Listed records =
+---+

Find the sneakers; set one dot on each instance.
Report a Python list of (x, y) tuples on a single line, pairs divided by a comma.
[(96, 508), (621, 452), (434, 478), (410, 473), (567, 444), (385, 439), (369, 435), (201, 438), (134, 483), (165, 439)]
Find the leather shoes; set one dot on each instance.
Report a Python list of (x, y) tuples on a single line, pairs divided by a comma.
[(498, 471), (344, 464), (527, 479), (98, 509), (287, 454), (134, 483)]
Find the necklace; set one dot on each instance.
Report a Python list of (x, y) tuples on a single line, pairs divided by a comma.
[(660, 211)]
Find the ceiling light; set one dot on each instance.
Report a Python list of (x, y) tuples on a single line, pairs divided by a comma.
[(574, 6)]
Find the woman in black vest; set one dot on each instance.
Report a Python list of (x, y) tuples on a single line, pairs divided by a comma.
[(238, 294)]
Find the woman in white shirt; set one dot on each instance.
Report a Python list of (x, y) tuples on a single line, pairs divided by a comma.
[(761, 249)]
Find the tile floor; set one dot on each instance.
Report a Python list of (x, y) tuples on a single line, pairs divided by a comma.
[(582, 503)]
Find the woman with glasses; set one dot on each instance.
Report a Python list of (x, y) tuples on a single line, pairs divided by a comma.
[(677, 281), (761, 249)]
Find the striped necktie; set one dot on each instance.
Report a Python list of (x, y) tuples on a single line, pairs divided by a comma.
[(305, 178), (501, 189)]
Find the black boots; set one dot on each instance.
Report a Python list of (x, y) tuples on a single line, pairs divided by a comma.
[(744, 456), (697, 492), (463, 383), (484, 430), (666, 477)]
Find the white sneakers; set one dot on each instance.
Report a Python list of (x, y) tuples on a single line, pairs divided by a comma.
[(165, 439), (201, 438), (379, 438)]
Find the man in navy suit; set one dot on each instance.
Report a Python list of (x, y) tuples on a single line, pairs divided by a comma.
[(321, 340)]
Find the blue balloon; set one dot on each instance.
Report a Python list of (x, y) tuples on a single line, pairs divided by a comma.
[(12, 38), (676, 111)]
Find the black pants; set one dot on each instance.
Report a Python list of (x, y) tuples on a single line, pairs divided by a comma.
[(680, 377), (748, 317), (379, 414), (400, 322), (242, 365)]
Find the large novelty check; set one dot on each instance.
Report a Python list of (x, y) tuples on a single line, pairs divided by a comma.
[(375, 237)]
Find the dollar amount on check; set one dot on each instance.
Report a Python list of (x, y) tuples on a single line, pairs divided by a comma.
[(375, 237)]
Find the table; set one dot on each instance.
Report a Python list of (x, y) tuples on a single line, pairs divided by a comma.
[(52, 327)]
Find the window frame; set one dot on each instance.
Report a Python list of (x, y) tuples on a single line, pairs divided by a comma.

+---+

Exercise =
Write out all of the data above word for word, leaving nothing out and changing nothing.

Exercise answer =
Find the sneakers; set one dot on each instance.
Report a Python list of (x, y) tuples on a single line, pairs divided by a comma.
[(96, 508), (621, 452), (434, 478), (410, 473), (567, 444), (385, 439), (369, 435), (201, 438), (134, 483), (165, 439)]
Find the leather shoes; set one dot on each instance.
Report a Python list of (x, y) tuples on a single line, pairs divided by a comma.
[(498, 471), (344, 464), (527, 479), (98, 509), (287, 454), (134, 483)]
Find the necklace; set one dot on each instance.
Report a Python list of (x, y) tuples on a single line, pairs divided by a comma.
[(660, 211)]
Find the ceiling light; set one dot on each instance.
Report a Python list of (x, y) tuples on a single line, pairs divided by a comma.
[(574, 6)]
Find the woman in black vest; set one dot on each instance.
Report a Python list of (x, y) tuples on a single line, pairs divided by a comma.
[(238, 294)]
Find the woman in white shirt; set one dot on each instance.
Report a Python list of (x, y) tuples on a single line, pairs divided by a comma.
[(761, 249)]
Find the tile floor; set one dot on each instance.
Report a Python list of (x, y) tuples on a single line, pairs divided by a comma.
[(582, 503)]
Find the woman with glasses; set one dot on each instance.
Report a Python list of (x, y) tuples on a single line, pairs divided by a comma.
[(677, 281), (761, 249)]
Find the striped necktie; set one dot on each instance.
Report a Python list of (x, y) tuples on a single line, pairs divided by a comma.
[(305, 178), (501, 189)]
Find the black boots; set one dot on each instance.
Report a Python list of (x, y) tuples on a single line, pairs divided by a comma.
[(744, 456), (697, 492), (463, 383), (484, 430), (666, 477)]
Find the white sneakers; set one dot on each instance.
Report a Python list of (x, y) tuples on a single line, pairs divided by a comma.
[(165, 439), (201, 438), (379, 438)]
Find the man in navy suit; set one dot on each instance.
Report a Python list of (x, y) tuples on a single line, pairs divided by a comma.
[(321, 340)]
Find the blue balloon; set one dot on each instance.
Report a Python list of (x, y) tuples on a single line, pairs divided by a comma.
[(12, 38), (676, 111)]
Find the black pants; set one dot on each instance.
Report a Python list of (x, y) tuples on a single line, pairs divided by a comma.
[(680, 377), (748, 317), (379, 414), (400, 322), (242, 365)]
Find the large novelty check; set one dot on each instance.
Report a Python list of (x, y) tuples on a single line, pairs divided by a comma.
[(375, 237)]
Find the dollar amount on check; set one dot on each instance.
Report a Python list of (x, y) tuples on a single line, pairs divided by a comma.
[(375, 237)]
Find the table; set one dot on each instance.
Report a Python list of (x, y) tuples on a single line, pairs divided by a comma.
[(52, 327)]
Find the window frame; set one dot on each instance.
Report a Python list of (x, y) tuples on a single line, pairs divided by a comma.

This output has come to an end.